> Aim of the task
Write out the entries below exactly, from the first line to the one with "Where can the shadow", both ends included.

**** Supplied data

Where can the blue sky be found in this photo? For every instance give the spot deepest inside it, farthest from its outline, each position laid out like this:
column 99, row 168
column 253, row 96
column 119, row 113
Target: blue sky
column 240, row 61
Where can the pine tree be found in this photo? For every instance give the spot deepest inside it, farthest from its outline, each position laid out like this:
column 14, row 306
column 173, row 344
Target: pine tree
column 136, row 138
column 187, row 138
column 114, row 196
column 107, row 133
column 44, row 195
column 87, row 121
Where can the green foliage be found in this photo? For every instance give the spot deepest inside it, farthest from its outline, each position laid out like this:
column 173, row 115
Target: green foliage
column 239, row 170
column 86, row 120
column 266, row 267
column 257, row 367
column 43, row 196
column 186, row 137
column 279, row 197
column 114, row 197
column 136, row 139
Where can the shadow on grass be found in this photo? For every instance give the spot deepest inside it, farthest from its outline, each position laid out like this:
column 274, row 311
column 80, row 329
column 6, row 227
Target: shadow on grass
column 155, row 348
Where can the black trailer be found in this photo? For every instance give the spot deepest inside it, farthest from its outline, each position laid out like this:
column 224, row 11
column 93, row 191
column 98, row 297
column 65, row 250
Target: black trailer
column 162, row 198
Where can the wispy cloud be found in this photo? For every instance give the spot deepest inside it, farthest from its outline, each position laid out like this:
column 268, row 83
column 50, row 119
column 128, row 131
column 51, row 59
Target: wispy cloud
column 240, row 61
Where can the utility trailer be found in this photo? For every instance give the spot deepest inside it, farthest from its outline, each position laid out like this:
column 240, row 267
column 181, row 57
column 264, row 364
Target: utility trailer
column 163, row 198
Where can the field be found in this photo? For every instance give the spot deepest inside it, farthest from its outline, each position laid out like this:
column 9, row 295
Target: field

********

> Completed task
Where can the blue sky be found in this photo? For every instance give the spot deepest inside it, farthest from its outline, each position laid out like this:
column 99, row 168
column 253, row 96
column 119, row 113
Target: blue sky
column 240, row 61
Where can the pine tree be found in this photo? For every instance give the spot deepest inside it, farthest from its outline, each position laid out like this:
column 14, row 306
column 173, row 344
Target: pine tree
column 136, row 138
column 187, row 138
column 114, row 196
column 107, row 133
column 44, row 195
column 87, row 121
Where can the green foliage be found in this photo? For every instance give the spot deepest inside it, farthest from its outline, each position laid out like this:
column 173, row 115
Target: green foliage
column 239, row 170
column 86, row 120
column 266, row 267
column 257, row 367
column 43, row 196
column 186, row 137
column 279, row 197
column 114, row 197
column 136, row 139
Where can the shadow on grass be found in this photo? For every instance give the spot deepest inside it, farthest from its outline, each position laid out like this:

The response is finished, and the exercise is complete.